*Task set*.
• A. Turn the paragraph of the passage on Iraq's National Library that begins "By tonight, virtually nothing" into a short bulleted list that keeps its main facts.
• B. Print the part of the passage on Iraq's National Library between "From a John" and "least 7,000 years.", inclusive.

We must make some kind of statement in protest to this wanton destruction of
Iraq's cultural heritage.  Our government should not be in the business of
burning libraries and looting museums, or causing them to be burned and
looted.  As librarians, we have a duty, I believe, to make a stand.
Individually, please write to your congressmen/women.  Jointly... what can
we do?  I don't feel we should stand by and do nothing.

Lauren


From a John Burns' article, NY Times:

Among other buildings afire or still smoldering in eastern Baghdad today
were the city hall, the Agriculture Ministry and - so thoroughly burned
that heat still radiated 50 paces from its front doors - the National
Library. Not far from the National Museum of Iraq, which was looted on
Thursday and Friday with the loss of almost all of its store of 170,000
artifacts, the library was considered another of the repositories of an
Iraqi civilization dating back at least 7,000 years.

By tonight, virtually nothing was left of the library and its tens of
thousands of old manuscripts and books, and of archives like Iraqi
newspapers tracing the country's turbulent history from the era of
Ottoman rule through to Mr. Hussein. Reading rooms and the stacks where
the collections were stored were reduced to smoking vistas of blackened
rubble.

Across the street, a lone American tank roared out of the monumental
gates of the Defense Ministry, untouched by the looters presumably
because they knew that the ministry, at least, would be under close
guard by American troops.

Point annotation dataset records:
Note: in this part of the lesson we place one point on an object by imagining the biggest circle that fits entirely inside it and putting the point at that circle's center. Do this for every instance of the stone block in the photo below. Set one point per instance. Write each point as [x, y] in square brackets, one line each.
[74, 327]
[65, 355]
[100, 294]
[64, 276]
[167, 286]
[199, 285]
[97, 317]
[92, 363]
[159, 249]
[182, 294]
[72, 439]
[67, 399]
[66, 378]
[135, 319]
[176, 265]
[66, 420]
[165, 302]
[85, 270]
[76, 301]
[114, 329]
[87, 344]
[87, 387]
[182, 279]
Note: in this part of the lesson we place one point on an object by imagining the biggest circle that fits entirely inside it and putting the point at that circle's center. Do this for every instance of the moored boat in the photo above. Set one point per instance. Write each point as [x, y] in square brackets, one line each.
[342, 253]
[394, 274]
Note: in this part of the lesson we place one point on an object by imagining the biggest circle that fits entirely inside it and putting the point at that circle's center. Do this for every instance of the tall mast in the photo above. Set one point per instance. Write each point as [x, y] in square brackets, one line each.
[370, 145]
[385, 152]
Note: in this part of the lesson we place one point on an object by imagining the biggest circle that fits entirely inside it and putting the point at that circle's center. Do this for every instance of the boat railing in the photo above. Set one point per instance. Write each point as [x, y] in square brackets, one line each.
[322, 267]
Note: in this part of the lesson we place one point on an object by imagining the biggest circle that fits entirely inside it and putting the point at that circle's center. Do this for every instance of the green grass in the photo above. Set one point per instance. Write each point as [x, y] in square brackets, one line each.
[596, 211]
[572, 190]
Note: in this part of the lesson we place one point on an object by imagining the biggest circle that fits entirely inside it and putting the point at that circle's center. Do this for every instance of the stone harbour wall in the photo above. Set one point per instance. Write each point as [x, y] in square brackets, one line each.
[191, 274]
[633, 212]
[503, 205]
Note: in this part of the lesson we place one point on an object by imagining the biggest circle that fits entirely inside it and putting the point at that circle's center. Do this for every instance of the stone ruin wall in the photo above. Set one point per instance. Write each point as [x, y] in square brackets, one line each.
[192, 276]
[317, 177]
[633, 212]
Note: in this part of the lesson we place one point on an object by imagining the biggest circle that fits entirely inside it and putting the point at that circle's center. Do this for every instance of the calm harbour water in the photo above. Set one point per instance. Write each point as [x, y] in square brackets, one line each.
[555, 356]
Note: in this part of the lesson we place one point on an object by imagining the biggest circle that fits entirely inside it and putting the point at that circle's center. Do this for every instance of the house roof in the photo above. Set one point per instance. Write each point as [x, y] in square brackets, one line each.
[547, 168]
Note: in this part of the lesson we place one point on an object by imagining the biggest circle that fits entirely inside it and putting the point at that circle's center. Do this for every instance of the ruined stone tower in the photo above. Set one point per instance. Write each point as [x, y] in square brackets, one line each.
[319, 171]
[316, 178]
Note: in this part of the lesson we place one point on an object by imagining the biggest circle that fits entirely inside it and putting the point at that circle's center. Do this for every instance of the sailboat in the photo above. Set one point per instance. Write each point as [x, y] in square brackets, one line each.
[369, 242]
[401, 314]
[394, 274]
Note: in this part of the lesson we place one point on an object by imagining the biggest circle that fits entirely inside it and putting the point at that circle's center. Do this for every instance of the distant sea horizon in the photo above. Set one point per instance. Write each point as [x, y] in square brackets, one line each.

*Solutions to each task*.
• A.
- Virtually nothing remained of the library by tonight.
- Lost with it were tens of thousands of old manuscripts and books.
- Also lost were archives such as Iraqi newspapers tracing the country's turbulent history from Ottoman rule through to Mr. Hussein.
- The reading rooms and the stacks holding the collections became smoking vistas of blackened rubble.

• B.
From a John Burns' article, NY Times:

Among other buildings afire or still smoldering in eastern Baghdad today
were the city hall, the Agriculture Ministry and - so thoroughly burned
that heat still radiated 50 paces from its front doors - the National
Library. Not far from the National Museum of Iraq, which was looted on
Thursday and Friday with the loss of almost all of its store of 170,000
artifacts, the library was considered another of the repositories of an
Iraqi civilization dating back at least 7,000 years.